DOCUMENT SEGMENT:

-- Opening Marker --

I’ve written so many blogs for Transgender Day of Visibility
- TDOV. They were penned when obstacles to visibility were personal fears. This
year obstacles are Covid-related. I’m
writing in an era of sweat pants or PJs all day; not bothering with make-up; no
social gatherings; a time of home and office involuntarily coalescing. Is there
visibility in a time of lockdown? Being
out and proud with gender identity seems impossible when the official directive
is ‘Stay at Home’. Suddenly there’s no
choice, we are all ‘invisible,’ locked down before screens at home whether we
like it or not.
I have polled others in the Trans community about their experiences. Many are gloomy and depressed. Those struggling to come out have suddenly found lifelines cut. The support groups and gatherings offering safety in their target gender, have gone. Those stuck at home in abusive relationships face pressure; conforming to someone else’s idea of who they ‘should be’. Those needing hormones and surgery face indefinite waits while health staff focus on the pandemic. Hope disappears and, one by one, the lights that gave hope, go out. I have comforted friends expressing suicidal thoughts and wondered about the seeming cruelty of it all.
Into all of this came Channel 4’s ‘It’s a Sin’ with its exploration of AIDS in 1980’s Britain. For me, it came like a stone pitched into a pool, each episode setting off ripples of painful memories. I was a gender-queer 20 something in 80’s Newcastle-upon-Tyne; out on the scene but very vulnerable. Exploring my gender presentation and sexuality meant intimate involvement with others, yet my relationship was deeply conventional. My then partner knew nothing about the secret life I led. As the poorly understood means of transmission got clearer, I suspected I might be HIV+ but didn’t dare get tested. Many Trans and Non-Binary people refused because testing meant revealing secret gender identities. Being outed as Gay looked bad enough; being outed as a Trans meant losing my job, my home; maybe living on the street. As the scenes of It’s a Sin rolled on screen, I felt a deep shame about it all. My previous actions seemed so selfish and at times I didn’t want to see any more.
I completed my transition many years ago. My current birth certificate records my birth as female. I’m someone’s wife. I had the longed for big white wedding. I became a Mum with two kids and later two step children. I had the awful shock of understanding I was heterosexual. These days I work and volunteer for George House Trust and yes, before I had Gender Confirmation Surgery (GCS) I got tested and found out my status. Now I consider it my responsibility. Others tell me I pass well (something I still find hard to believe). Ironically, ‘passing’ hands you the option of invisibility: In the Trans community, we call it ‘Going stealth’.

-- Closing Marker --

(Records from a dataset)
-- Opening Marker --

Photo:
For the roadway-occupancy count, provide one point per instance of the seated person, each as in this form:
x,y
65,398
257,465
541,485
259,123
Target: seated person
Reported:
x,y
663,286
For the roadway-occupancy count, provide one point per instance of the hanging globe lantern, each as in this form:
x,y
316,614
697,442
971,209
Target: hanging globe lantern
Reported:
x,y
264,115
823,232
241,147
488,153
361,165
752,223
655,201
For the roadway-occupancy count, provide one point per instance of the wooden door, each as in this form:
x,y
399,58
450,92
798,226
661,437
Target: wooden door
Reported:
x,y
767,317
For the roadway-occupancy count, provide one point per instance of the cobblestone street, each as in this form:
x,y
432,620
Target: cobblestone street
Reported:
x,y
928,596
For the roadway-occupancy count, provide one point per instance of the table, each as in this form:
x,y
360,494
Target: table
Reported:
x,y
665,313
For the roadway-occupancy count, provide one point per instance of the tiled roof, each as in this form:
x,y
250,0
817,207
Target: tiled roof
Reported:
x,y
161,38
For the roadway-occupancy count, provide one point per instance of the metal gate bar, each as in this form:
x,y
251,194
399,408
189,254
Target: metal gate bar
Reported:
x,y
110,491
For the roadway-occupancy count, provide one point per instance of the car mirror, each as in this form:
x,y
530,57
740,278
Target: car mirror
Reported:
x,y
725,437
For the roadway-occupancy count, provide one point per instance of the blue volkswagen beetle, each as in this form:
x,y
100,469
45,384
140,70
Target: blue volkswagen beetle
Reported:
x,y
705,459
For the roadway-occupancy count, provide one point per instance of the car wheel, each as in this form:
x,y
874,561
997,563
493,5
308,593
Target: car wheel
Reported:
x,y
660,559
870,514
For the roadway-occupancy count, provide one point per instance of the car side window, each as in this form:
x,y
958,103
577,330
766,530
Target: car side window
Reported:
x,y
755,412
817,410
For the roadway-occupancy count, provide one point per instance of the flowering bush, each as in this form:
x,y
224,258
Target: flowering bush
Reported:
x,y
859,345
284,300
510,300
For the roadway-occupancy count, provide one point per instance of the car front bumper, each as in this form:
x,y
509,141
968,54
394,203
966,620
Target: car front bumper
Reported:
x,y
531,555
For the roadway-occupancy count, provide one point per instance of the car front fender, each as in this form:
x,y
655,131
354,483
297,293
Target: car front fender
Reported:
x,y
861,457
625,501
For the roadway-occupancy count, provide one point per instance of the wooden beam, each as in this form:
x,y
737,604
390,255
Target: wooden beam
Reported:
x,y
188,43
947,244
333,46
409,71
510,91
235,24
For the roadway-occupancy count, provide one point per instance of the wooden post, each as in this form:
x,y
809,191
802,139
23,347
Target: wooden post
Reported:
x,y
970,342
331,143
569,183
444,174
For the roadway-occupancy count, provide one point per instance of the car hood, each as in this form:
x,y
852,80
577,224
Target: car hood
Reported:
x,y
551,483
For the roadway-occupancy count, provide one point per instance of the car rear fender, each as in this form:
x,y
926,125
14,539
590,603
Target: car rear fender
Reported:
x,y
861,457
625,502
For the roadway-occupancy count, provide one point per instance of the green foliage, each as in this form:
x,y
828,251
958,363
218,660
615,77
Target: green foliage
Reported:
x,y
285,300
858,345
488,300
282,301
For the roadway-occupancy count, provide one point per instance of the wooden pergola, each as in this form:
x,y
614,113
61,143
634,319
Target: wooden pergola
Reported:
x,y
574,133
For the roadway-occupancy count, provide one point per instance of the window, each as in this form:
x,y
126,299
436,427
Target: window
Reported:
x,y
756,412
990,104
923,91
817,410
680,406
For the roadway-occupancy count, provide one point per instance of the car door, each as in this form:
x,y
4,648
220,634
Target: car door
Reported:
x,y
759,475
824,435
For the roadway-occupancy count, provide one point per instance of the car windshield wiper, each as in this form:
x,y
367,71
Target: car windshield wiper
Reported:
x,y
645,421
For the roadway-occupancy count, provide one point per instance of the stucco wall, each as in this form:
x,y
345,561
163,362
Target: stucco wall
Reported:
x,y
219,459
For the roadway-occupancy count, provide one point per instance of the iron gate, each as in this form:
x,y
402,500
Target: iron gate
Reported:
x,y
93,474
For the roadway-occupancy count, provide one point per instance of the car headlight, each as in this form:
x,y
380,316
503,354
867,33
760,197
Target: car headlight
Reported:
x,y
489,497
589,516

-- Closing Marker --

EXERCISE DESCRIPTION:
For each statement below, say yes or no according to the Transgender Day of Visibility blog post above, and quote the words from the post that decide it.
1. The writer was tested for HIV before having Gender Confirmation Surgery.
2. In the 1980s, the writer's partner knew about the writer's secret life.
3. The writer has two children and two stepchildren.

SOLUTION TO THIS TASK:
1. Yes: "before I had Gender Confirmation Surgery (GCS) I got tested and found out my status."
2. No: "My then partner knew nothing about the secret life I led."
3. Yes: "I became a Mum with two kids and later two step children."